__Goal of the exercise__. Can you quote the records below in full, word for word?

__Dataset rows__.
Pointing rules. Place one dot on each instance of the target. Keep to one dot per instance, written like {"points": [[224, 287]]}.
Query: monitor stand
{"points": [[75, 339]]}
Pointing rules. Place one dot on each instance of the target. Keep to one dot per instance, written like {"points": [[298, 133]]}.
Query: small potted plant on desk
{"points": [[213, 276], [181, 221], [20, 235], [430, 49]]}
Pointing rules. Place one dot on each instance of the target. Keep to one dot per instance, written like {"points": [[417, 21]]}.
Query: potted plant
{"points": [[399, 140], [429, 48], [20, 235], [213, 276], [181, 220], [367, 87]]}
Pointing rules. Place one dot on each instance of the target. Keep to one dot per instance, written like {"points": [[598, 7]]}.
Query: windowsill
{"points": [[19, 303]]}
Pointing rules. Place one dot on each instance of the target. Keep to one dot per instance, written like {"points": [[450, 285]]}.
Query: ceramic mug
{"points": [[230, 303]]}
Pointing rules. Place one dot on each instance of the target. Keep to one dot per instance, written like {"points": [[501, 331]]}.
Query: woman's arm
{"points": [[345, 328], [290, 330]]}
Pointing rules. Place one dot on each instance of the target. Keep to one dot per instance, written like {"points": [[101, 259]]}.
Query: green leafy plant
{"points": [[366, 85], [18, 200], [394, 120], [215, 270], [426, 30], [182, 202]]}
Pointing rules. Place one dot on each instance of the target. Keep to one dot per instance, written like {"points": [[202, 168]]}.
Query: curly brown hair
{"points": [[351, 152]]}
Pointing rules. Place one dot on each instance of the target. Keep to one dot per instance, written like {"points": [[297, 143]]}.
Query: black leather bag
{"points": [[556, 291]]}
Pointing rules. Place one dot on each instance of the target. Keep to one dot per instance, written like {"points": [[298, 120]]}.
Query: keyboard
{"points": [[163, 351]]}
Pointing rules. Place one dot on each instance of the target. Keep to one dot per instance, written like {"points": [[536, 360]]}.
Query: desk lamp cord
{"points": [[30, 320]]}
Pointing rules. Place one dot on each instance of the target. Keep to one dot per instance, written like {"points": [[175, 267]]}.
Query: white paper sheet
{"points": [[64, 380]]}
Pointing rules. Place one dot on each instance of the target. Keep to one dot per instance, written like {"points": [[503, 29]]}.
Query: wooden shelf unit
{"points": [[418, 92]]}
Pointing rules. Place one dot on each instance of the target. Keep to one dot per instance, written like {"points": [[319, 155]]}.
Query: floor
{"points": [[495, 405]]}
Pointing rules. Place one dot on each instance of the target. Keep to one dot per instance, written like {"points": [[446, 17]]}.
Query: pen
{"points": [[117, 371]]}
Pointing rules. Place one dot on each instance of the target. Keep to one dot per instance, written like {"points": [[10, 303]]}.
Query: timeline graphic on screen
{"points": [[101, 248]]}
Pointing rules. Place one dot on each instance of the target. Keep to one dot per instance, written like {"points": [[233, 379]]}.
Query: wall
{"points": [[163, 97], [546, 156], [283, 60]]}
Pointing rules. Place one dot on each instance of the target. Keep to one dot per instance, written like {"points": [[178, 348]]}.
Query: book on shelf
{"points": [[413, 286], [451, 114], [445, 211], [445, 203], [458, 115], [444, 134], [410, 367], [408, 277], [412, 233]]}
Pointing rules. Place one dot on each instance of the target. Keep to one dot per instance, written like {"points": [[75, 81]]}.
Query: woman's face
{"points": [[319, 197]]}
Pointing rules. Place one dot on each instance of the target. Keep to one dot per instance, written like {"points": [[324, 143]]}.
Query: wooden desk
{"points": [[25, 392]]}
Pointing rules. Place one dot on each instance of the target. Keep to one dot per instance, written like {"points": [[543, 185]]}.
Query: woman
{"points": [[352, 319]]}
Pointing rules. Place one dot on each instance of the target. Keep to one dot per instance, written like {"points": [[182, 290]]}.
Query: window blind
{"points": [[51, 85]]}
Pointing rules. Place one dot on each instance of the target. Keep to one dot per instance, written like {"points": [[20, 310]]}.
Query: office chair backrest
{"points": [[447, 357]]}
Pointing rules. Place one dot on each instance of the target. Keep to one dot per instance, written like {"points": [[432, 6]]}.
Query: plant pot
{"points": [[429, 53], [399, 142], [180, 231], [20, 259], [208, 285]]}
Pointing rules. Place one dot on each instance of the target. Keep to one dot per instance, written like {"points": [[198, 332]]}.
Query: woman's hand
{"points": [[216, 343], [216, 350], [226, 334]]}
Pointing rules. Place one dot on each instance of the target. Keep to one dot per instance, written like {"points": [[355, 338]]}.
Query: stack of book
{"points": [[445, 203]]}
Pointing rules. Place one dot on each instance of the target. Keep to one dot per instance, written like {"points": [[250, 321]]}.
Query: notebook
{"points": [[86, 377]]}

__Task output__.
Pointing rules. Place one dot on each instance of the target. Keep to one dot per instance, written like {"points": [[224, 287]]}.
Query: monitor stand
{"points": [[75, 339]]}
Pointing rules. Place one dot on each instance of the target. Keep to one dot per instance, written like {"points": [[298, 133]]}.
Query: small potted plant on desk
{"points": [[213, 276], [181, 221], [20, 235], [430, 49]]}
Pointing rules. Place one dot on each instance of the target. Keep to one dot per instance, written like {"points": [[417, 21]]}.
Query: potted plant
{"points": [[399, 140], [429, 48], [20, 235], [213, 276], [181, 220], [367, 87]]}
Pointing rules. Place one dot on each instance of the target. Keep to one dot per instance, written like {"points": [[598, 7]]}.
Query: windowsill
{"points": [[19, 303]]}
Pointing rules. Place one dot on each instance of the target. Keep to one dot per instance, written like {"points": [[450, 285]]}.
Query: ceramic mug
{"points": [[230, 303]]}
Pointing rules. Place one dot on each instance of the target. Keep to one dot per instance, written like {"points": [[501, 331]]}.
Query: woman's arm
{"points": [[345, 328], [290, 330]]}
Pointing rules. Place one dot on each instance of the target. Keep to one dot per instance, written like {"points": [[101, 259]]}.
Query: green leafy plant
{"points": [[366, 85], [18, 200], [394, 120], [215, 270], [426, 30], [182, 202]]}
Pointing rules. Place one dot on each instance of the target. Keep to one dot per instance, written like {"points": [[202, 168]]}.
Query: curly brown hair
{"points": [[351, 152]]}
Pointing rules. Place one dot on each instance of the target. Keep to one dot per instance, written like {"points": [[297, 143]]}.
Query: black leather bag
{"points": [[556, 291]]}
Pointing rules. Place one dot on each instance of the target. Keep to one dot per instance, written like {"points": [[298, 120]]}.
Query: keyboard
{"points": [[163, 351]]}
Pointing rules. Place one dot on each instance of the target. Keep to one dot per instance, written like {"points": [[536, 360]]}.
Query: desk lamp cord
{"points": [[30, 320]]}
Pointing rules. Place one dot on each instance of the target. Keep to one dot per instance, written like {"points": [[175, 267]]}.
Query: white paper sheet
{"points": [[64, 380]]}
Pointing rules. Place one dot on each instance of the target. Keep to one dot per instance, written like {"points": [[503, 29]]}.
Query: wooden shelf unit
{"points": [[418, 92]]}
Pointing rules. Place one dot on each instance of the target. Keep to one dot per instance, written like {"points": [[319, 155]]}.
Query: floor
{"points": [[495, 405]]}
Pointing rules. Place one dot on each instance of the target. Keep to one dot per instance, written like {"points": [[446, 17]]}.
Query: pen
{"points": [[117, 371]]}
Pointing rules. Place one dot on each instance of the target. Keep to one dot per instance, written like {"points": [[10, 303]]}.
Query: timeline graphic on screen
{"points": [[101, 248]]}
Pointing rules. Place one dot on each instance of the target. Keep to one dot per instance, written like {"points": [[233, 379]]}.
Query: wall
{"points": [[163, 97], [546, 156], [283, 60]]}
Pointing rules. Place one dot on each instance of the target. Keep to one dot per instance, written like {"points": [[178, 348]]}.
Query: book on shelf
{"points": [[413, 286], [451, 114], [445, 211], [445, 203], [458, 115], [444, 134], [410, 367], [408, 277], [412, 233]]}
Pointing rules. Place one dot on each instance of the target. Keep to one dot per instance, written like {"points": [[75, 81]]}.
Query: woman's face
{"points": [[319, 197]]}
Pointing rules. Place one dot on each instance of the target. Keep to one dot per instance, written like {"points": [[324, 143]]}.
Query: wooden desk
{"points": [[25, 392]]}
Pointing rules. Place one dot on each instance of the target. Keep to one dot per instance, written like {"points": [[543, 185]]}.
Query: woman
{"points": [[352, 319]]}
Pointing rules. Place one dot on each instance of the target. Keep to one dot per instance, written like {"points": [[182, 290]]}.
Query: window blind
{"points": [[51, 85]]}
Pointing rules. Place one dot on each instance of the target. Keep to one dot per instance, written like {"points": [[20, 310]]}.
Query: office chair backrest
{"points": [[447, 357]]}
Pointing rules. Place one dot on each instance of the target. Keep to one dot per instance, written like {"points": [[432, 6]]}.
Query: plant pot
{"points": [[429, 53], [399, 142], [180, 231], [20, 259], [208, 285]]}
Pointing rules. Place one dot on each instance of the target. Keep to one dot per instance, written like {"points": [[198, 332]]}.
Query: woman's hand
{"points": [[216, 343], [216, 350], [226, 334]]}
Pointing rules. Place one dot on each instance of the target. Keep to one dot per instance, written like {"points": [[355, 338]]}.
Query: stack of book
{"points": [[445, 203]]}
Pointing rules. Place one dot on each instance of the target. Keep to one dot per instance, written like {"points": [[250, 321]]}.
Query: notebook
{"points": [[86, 377]]}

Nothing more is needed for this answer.